"""
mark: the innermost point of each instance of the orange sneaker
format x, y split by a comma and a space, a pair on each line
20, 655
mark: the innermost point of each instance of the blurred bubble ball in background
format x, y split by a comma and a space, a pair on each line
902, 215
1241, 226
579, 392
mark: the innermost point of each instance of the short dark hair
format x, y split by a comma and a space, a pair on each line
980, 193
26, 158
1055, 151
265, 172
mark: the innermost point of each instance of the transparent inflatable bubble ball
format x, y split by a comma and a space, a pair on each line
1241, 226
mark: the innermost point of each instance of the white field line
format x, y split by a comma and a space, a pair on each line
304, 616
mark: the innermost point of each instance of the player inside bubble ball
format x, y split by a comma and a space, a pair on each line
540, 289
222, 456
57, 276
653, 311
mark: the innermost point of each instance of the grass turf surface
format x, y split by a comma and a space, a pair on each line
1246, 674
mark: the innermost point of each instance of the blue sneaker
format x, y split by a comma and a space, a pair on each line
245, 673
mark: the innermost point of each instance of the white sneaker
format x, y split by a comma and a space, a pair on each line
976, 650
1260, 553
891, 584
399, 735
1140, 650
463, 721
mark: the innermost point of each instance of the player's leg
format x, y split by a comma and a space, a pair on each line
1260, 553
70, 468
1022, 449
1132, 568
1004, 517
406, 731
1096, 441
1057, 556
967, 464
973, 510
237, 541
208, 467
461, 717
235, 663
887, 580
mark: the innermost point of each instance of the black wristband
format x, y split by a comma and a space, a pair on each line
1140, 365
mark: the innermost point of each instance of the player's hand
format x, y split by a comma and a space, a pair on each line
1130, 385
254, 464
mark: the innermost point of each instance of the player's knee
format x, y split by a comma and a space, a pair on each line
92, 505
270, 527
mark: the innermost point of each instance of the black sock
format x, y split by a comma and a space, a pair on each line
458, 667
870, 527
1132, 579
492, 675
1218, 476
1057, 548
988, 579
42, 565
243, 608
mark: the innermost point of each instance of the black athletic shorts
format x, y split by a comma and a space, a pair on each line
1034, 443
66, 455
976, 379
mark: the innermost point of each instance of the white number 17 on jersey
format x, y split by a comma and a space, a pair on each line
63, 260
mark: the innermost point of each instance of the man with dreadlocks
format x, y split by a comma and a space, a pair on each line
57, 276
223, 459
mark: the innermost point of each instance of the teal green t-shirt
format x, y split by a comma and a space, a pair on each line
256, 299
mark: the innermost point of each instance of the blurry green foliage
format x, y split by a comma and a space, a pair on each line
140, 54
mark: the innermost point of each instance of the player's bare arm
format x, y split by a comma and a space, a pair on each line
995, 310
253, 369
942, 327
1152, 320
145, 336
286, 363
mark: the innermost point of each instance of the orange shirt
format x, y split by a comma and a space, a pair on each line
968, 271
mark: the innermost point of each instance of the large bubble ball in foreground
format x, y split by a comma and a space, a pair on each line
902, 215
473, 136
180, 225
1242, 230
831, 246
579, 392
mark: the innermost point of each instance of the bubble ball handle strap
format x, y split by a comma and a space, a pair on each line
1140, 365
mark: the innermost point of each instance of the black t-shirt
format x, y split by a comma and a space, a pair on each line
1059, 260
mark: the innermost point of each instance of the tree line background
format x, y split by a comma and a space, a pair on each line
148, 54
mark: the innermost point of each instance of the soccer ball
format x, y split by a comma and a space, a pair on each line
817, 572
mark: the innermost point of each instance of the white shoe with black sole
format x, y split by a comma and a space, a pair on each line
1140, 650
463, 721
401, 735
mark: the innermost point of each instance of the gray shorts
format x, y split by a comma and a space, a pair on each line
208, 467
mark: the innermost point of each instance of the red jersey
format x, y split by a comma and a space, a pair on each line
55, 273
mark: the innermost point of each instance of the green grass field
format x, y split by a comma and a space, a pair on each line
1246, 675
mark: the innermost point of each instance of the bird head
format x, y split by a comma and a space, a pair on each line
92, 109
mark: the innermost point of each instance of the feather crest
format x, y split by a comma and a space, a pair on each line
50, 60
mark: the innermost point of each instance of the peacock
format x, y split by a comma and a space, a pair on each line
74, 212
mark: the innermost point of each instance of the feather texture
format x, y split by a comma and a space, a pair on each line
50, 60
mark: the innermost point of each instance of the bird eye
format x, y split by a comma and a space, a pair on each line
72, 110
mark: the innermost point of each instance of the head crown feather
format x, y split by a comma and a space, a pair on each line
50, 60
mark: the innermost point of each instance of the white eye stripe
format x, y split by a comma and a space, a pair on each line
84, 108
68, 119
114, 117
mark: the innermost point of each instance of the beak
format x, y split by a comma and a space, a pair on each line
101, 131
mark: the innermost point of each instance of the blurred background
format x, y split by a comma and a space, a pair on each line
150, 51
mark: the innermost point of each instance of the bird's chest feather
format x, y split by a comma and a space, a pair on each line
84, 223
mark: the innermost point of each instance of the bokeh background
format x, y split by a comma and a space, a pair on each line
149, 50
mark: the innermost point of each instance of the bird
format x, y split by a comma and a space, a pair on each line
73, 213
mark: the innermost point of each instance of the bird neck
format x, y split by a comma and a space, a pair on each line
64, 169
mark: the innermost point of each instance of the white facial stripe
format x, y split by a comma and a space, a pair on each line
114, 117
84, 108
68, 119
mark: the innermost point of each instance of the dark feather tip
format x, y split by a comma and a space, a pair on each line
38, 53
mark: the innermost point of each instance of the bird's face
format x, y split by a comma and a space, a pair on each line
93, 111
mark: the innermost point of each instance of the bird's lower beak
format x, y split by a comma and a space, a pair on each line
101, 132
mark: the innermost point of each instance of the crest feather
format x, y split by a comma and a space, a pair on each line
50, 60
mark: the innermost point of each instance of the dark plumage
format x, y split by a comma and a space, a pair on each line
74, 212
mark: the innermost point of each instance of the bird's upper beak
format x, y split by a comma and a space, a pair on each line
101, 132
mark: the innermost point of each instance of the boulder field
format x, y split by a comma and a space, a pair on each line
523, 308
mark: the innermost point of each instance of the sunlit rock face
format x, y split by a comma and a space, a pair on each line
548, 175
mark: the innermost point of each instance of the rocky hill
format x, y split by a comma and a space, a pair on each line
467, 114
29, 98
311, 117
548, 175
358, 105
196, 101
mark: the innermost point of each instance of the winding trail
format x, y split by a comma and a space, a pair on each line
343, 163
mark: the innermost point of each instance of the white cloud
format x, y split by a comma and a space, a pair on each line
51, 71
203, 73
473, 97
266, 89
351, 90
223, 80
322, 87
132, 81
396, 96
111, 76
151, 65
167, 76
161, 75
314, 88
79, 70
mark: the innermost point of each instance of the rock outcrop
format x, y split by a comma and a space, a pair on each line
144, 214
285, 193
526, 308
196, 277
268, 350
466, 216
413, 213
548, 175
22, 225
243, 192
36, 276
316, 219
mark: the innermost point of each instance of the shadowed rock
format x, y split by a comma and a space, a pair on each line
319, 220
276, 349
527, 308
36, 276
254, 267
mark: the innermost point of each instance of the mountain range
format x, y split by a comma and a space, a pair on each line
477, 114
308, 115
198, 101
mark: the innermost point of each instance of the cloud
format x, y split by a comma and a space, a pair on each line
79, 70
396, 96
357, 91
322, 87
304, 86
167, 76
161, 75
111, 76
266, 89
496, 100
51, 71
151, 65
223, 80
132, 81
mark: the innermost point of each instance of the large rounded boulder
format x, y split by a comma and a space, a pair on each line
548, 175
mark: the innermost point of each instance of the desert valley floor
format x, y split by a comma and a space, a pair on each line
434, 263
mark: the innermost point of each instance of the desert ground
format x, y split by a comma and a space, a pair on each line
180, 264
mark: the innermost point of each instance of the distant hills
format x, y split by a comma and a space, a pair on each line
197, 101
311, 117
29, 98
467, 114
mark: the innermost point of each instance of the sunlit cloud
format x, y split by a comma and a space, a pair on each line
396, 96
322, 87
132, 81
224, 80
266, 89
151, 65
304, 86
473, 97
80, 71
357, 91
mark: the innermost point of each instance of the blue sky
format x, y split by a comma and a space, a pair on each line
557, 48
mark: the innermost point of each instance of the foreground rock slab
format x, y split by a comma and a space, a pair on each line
"""
Copy out whichever lines of the listing contain the word "shorts".

mark: the innermost point of each instance of the black athletic shorts
mark: the innermost point of each instance of the gray shorts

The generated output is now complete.